任务要求 1
根据下面的文档正文,说明去除文本中的 HTML 标签时为什么改用 Jsoup 库。用一到三句话回答。

■ ■ ■ ■

今天同事遇到问题,去除文本中的html标签,使用正则匹配总是有些问题,协助解决了这个问题,记录一下,其实就是找到了一个库Jsoup。代码如下
package com.xn.map.tile;
import org.jsoup.Jsoup;
import java.io.*;
public class RemoveHtmlTag {
public static void main(String[] args) throws IOException {
String filePath = "D:\\work\\test\\html.txt";
String html = readTxt(filePath);
System.out.println(html);
System.out.println(html2text(html));
}
public static String html2text(String html) {
return Jsoup.parse(html).text();
}
public static String readTxt(String filePath) throws IOException {
FileInputStream fin = new FileInputStream(filePath);
InputStreamReader reader = new InputStreamReader(fin);
BufferedReader buffReader = new BufferedReader(reader);
String strTmp = "";
StringBuilder txt = new StringBuilder();
while((strTmp = buffReader.readLine())!=null){
txt.append(strTmp);
}
buffReader.close();
return txt.toString();
}
}
pom中引入
<dependency>
<groupId>org.jsoup</groupId>
<artifactId>jsoup</artifactId>
<version>1.13.1</version>
</dependency>

■ ■ ■ ■

任务要求 2
请逐字抄录条目中从第一行到含有"column 312, row 324"的那一行,首尾两行都包括在内,回答中不要放入图片。

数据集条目
■ ■ ■ ■

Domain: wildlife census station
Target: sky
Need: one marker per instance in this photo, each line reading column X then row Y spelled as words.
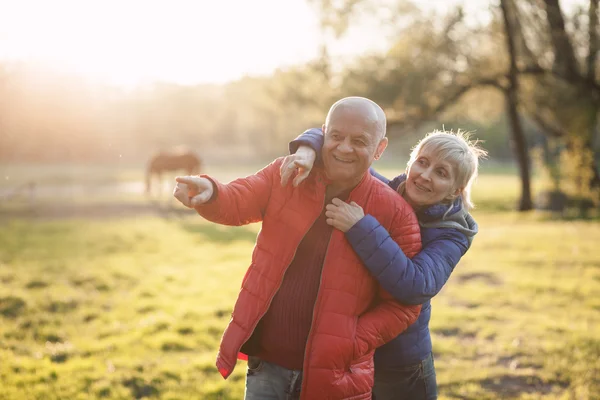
column 131, row 42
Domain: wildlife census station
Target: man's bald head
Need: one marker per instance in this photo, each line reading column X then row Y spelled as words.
column 354, row 136
column 370, row 111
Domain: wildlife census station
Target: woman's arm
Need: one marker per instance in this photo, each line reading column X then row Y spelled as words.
column 410, row 281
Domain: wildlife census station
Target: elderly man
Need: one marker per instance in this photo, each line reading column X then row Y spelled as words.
column 309, row 315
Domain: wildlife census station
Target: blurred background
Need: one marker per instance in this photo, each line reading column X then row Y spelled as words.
column 109, row 290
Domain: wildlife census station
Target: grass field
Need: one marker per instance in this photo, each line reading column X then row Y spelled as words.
column 134, row 306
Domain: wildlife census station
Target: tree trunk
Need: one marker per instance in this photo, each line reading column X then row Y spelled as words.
column 519, row 143
column 565, row 63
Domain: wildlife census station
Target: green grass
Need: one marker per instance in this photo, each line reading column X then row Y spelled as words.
column 135, row 307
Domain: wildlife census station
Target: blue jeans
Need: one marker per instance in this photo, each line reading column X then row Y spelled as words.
column 415, row 382
column 267, row 381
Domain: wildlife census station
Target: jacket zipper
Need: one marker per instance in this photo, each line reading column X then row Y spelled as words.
column 279, row 286
column 312, row 324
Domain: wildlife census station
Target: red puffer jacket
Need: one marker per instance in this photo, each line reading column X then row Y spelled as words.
column 352, row 315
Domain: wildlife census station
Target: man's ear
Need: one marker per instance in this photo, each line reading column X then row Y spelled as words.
column 381, row 148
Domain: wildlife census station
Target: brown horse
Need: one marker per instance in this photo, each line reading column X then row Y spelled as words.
column 172, row 160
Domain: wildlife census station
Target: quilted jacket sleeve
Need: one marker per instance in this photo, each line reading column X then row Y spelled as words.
column 410, row 281
column 242, row 201
column 389, row 318
column 311, row 137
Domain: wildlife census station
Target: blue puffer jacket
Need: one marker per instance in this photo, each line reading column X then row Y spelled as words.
column 446, row 231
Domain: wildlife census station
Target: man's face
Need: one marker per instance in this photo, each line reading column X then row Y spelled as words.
column 351, row 143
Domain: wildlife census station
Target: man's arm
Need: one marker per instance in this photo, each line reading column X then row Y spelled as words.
column 410, row 281
column 389, row 318
column 242, row 201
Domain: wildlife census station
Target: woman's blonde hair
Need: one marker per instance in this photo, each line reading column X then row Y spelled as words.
column 458, row 149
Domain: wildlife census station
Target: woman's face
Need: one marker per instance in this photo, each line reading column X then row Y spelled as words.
column 430, row 181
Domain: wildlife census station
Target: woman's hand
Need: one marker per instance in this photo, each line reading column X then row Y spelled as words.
column 342, row 215
column 301, row 161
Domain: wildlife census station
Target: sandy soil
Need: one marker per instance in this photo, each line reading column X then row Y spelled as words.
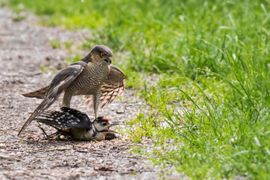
column 24, row 48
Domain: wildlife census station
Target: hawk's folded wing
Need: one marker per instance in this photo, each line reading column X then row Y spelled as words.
column 111, row 88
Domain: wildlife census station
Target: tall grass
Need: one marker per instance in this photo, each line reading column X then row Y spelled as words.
column 210, row 110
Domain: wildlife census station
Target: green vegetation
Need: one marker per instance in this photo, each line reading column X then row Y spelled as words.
column 210, row 111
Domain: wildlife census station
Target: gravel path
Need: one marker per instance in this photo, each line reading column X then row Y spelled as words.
column 24, row 48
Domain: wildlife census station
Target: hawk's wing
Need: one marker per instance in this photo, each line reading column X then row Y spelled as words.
column 59, row 83
column 67, row 118
column 111, row 88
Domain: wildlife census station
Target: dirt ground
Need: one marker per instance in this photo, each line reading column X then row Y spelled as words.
column 24, row 48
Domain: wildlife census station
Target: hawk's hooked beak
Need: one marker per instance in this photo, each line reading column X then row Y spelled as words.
column 108, row 60
column 87, row 59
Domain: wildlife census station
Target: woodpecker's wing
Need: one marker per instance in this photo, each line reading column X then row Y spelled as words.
column 67, row 118
column 59, row 83
column 111, row 88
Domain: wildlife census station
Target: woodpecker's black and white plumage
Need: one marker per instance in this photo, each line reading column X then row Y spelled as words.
column 77, row 124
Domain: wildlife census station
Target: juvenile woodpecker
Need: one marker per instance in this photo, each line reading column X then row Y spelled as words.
column 77, row 124
column 93, row 76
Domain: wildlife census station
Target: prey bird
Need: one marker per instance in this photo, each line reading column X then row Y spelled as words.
column 77, row 124
column 93, row 76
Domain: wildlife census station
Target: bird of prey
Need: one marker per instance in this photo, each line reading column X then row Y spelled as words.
column 77, row 124
column 93, row 76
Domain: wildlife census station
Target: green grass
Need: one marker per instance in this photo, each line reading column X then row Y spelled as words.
column 210, row 111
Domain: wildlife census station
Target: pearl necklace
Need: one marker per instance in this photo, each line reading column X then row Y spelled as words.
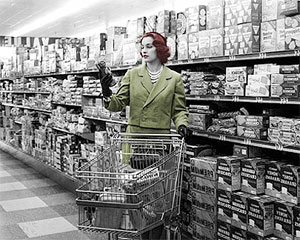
column 154, row 76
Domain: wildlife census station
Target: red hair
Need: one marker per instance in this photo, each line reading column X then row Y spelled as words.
column 160, row 43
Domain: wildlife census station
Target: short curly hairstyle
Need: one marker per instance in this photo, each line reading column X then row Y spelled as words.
column 160, row 43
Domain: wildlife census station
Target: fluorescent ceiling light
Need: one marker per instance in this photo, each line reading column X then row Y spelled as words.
column 70, row 8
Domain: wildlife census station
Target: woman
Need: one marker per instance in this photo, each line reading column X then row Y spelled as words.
column 154, row 93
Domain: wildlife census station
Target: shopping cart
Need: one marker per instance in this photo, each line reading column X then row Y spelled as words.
column 126, row 200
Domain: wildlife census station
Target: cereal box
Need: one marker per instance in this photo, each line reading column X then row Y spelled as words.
column 215, row 14
column 290, row 189
column 261, row 215
column 231, row 42
column 248, row 38
column 204, row 43
column 253, row 175
column 239, row 209
column 252, row 121
column 273, row 178
column 181, row 23
column 182, row 47
column 249, row 11
column 292, row 32
column 205, row 167
column 229, row 173
column 216, row 42
column 268, row 36
column 283, row 220
column 224, row 205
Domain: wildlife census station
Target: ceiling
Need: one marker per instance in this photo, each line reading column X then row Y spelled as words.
column 90, row 16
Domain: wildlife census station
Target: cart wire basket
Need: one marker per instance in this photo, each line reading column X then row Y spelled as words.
column 131, row 187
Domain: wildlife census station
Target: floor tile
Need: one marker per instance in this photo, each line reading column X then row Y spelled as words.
column 12, row 232
column 4, row 173
column 22, row 204
column 36, row 183
column 12, row 186
column 47, row 190
column 8, row 218
column 46, row 227
column 16, row 194
column 60, row 198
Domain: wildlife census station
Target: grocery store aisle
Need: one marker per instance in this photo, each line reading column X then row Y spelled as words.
column 35, row 207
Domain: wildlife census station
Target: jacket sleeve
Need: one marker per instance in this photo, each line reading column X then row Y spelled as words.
column 179, row 109
column 121, row 99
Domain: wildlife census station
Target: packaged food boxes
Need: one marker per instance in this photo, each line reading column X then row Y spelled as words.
column 290, row 189
column 261, row 215
column 216, row 42
column 182, row 47
column 181, row 23
column 249, row 11
column 193, row 45
column 292, row 28
column 238, row 234
column 273, row 178
column 205, row 167
column 283, row 220
column 296, row 222
column 248, row 38
column 239, row 209
column 229, row 173
column 253, row 175
column 215, row 14
column 224, row 205
column 204, row 202
column 252, row 121
column 223, row 230
column 252, row 132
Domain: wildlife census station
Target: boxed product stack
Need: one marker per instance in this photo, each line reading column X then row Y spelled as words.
column 242, row 26
column 236, row 79
column 284, row 131
column 286, row 83
column 204, row 208
column 252, row 126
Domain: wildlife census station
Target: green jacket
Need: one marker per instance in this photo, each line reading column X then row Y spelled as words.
column 151, row 106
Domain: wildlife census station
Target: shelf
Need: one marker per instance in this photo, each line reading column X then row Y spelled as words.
column 106, row 120
column 268, row 100
column 66, row 104
column 248, row 141
column 26, row 92
column 26, row 107
column 63, row 179
column 88, row 136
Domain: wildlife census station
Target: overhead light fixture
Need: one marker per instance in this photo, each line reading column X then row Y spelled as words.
column 70, row 8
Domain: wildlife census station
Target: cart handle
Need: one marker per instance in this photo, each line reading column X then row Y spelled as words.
column 149, row 135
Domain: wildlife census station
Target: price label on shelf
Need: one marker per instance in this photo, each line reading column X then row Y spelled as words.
column 278, row 146
column 222, row 138
column 259, row 99
column 247, row 141
column 262, row 55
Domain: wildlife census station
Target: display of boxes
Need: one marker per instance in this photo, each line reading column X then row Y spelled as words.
column 290, row 189
column 283, row 220
column 273, row 178
column 239, row 209
column 216, row 42
column 182, row 47
column 292, row 28
column 224, row 205
column 229, row 173
column 253, row 175
column 205, row 167
column 248, row 38
column 261, row 215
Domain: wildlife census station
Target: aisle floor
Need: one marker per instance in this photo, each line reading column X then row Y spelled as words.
column 35, row 207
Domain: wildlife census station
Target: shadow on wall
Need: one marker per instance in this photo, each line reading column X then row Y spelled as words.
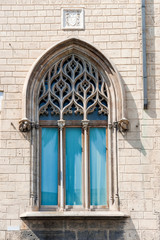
column 77, row 229
column 135, row 109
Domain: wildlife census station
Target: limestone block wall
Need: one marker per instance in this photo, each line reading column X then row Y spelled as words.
column 27, row 28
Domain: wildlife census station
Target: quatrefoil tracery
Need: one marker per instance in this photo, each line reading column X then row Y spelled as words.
column 73, row 85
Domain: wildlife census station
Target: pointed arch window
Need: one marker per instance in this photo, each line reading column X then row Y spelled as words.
column 73, row 113
column 73, row 105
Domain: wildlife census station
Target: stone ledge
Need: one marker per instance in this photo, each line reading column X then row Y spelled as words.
column 74, row 214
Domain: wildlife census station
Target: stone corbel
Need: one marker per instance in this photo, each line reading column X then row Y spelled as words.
column 25, row 125
column 123, row 125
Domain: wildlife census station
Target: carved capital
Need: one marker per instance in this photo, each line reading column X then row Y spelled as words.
column 61, row 124
column 123, row 125
column 24, row 125
column 85, row 123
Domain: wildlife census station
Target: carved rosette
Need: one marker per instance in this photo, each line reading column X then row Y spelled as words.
column 72, row 19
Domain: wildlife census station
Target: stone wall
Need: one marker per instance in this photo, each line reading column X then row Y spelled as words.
column 28, row 27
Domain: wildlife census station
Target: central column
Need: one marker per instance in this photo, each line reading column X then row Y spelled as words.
column 61, row 124
column 86, row 184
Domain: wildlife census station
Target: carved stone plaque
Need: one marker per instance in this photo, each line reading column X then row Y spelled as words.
column 72, row 19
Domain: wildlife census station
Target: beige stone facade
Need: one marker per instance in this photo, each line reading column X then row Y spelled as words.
column 114, row 27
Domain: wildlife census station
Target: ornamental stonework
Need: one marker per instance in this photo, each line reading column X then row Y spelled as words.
column 72, row 19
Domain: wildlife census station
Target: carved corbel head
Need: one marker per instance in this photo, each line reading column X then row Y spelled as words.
column 24, row 125
column 123, row 125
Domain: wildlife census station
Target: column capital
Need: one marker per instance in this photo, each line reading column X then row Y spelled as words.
column 61, row 124
column 85, row 123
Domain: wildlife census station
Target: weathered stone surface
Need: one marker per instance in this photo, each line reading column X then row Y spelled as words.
column 92, row 235
column 48, row 235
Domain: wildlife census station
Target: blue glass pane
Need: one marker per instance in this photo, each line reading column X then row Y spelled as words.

■ ■ ■ ■

完整回答 1
用正则匹配去除 HTML 标签时总是有些问题,所以改用 Jsoup 库。代码中的 html2text 方法通过 Jsoup.parse(html).text() 得到去掉标签后的文本。

完整回答 2
Domain: wildlife census station
Target: sky
Need: one marker per instance in this photo, each line reading column X then row Y spelled as words.
column 131, row 42
Domain: wildlife census station
Target: man's bald head
Need: one marker per instance in this photo, each line reading column X then row Y spelled as words.
column 354, row 136
column 370, row 111
Domain: wildlife census station
Target: woman's arm
Need: one marker per instance in this photo, each line reading column X then row Y spelled as words.
column 410, row 281
Domain: wildlife census station
Target: elderly man
Need: one marker per instance in this photo, each line reading column X then row Y spelled as words.
column 309, row 315
Domain: wildlife census station
Target: blurred background
Need: one marker per instance in this photo, each line reading column X then row Y spelled as words.
column 109, row 290
Domain: wildlife census station
Target: grass field
Need: one marker per instance in this photo, each line reading column X then row Y spelled as words.
column 134, row 306
Domain: wildlife census station
Target: tree trunk
Need: one marker per instance in this photo, each line reading column X then row Y spelled as words.
column 519, row 143
column 565, row 63
Domain: wildlife census station
Target: green grass
Need: one marker per instance in this photo, each line reading column X then row Y spelled as words.
column 135, row 307
Domain: wildlife census station
Target: blue jeans
Need: one marker per instance in this photo, each line reading column X then row Y spelled as words.
column 415, row 382
column 267, row 381
Domain: wildlife census station
Target: jacket zipper
Need: one marker per instance in this photo, each line reading column X then row Y spelled as words.
column 279, row 286
column 312, row 324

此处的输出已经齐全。